■ WRITTEN EXERCISE ■
Arrange all the rows below as a numbered list, leaving out any blank lines.

Items from a dataset:
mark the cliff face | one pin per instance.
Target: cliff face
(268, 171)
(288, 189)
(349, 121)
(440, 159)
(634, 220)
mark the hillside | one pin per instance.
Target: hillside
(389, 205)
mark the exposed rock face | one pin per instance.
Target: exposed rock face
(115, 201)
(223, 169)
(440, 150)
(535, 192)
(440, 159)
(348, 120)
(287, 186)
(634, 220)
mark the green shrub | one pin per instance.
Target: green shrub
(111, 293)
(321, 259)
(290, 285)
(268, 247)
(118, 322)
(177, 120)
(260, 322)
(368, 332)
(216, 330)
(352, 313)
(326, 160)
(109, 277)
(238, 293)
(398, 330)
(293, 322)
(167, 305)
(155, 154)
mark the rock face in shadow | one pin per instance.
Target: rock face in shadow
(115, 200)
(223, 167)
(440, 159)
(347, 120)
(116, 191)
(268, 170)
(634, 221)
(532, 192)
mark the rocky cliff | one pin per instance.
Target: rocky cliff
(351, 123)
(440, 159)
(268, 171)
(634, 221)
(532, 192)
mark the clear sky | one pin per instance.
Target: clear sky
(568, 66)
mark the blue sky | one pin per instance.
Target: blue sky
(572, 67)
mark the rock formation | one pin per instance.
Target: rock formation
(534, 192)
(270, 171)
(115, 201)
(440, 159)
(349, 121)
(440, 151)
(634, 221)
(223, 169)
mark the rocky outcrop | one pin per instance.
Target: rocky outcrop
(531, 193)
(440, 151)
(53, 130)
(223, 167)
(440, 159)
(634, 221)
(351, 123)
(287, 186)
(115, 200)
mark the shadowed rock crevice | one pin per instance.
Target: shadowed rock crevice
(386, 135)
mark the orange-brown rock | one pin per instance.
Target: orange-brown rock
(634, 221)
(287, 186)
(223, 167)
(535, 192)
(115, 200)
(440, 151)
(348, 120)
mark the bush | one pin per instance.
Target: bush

■ COMPLETE ANSWER ■
1. mark the cliff face | one pin per instance.
2. Target: cliff face
3. (268, 171)
4. (288, 189)
5. (349, 121)
6. (440, 159)
7. (634, 220)
8. mark the hillside | one pin per instance.
9. Target: hillside
10. (389, 205)
11. mark the exposed rock face | one pin per instance.
12. Target: exposed rock face
13. (115, 201)
14. (223, 169)
15. (440, 150)
16. (535, 192)
17. (440, 159)
18. (348, 120)
19. (287, 186)
20. (634, 220)
21. mark the green shrub | one pin per instance.
22. Target: green shrub
23. (111, 293)
24. (321, 259)
25. (290, 285)
26. (268, 247)
27. (118, 322)
28. (177, 120)
29. (260, 322)
30. (368, 332)
31. (216, 330)
32. (352, 313)
33. (326, 160)
34. (109, 277)
35. (238, 293)
36. (398, 330)
37. (293, 322)
38. (167, 305)
39. (155, 154)
40. mark the rock face in shadow | one pin per instance.
41. Target: rock face in shadow
42. (115, 200)
43. (223, 167)
44. (440, 159)
45. (347, 120)
46. (116, 191)
47. (268, 170)
48. (634, 221)
49. (532, 192)
50. mark the rocky cliff | one pin per instance.
51. Target: rocky cliff
52. (351, 123)
53. (440, 159)
54. (268, 171)
55. (634, 221)
56. (532, 192)
57. mark the clear sky | one pin per instance.
58. Target: clear sky
59. (568, 66)
60. mark the blue sky | one pin per instance.
61. Target: blue sky
62. (572, 67)
63. mark the rock formation | one pin per instance.
64. Target: rock formation
65. (534, 192)
66. (270, 171)
67. (115, 201)
68. (440, 159)
69. (349, 121)
70. (440, 151)
71. (634, 221)
72. (223, 169)
73. mark the rocky outcrop | one pin per instance.
74. Target: rocky outcrop
75. (531, 193)
76. (440, 151)
77. (53, 130)
78. (223, 167)
79. (440, 159)
80. (634, 221)
81. (351, 123)
82. (287, 186)
83. (115, 200)
84. mark the shadowed rock crevice | one pin per instance.
85. Target: shadowed rock crevice
86. (386, 135)
87. mark the orange-brown rock | one pin per instance.
88. Target: orange-brown rock
89. (634, 221)
90. (287, 186)
91. (223, 167)
92. (535, 192)
93. (115, 200)
94. (440, 151)
95. (348, 120)
96. mark the bush | one pin per instance.
97. Target: bush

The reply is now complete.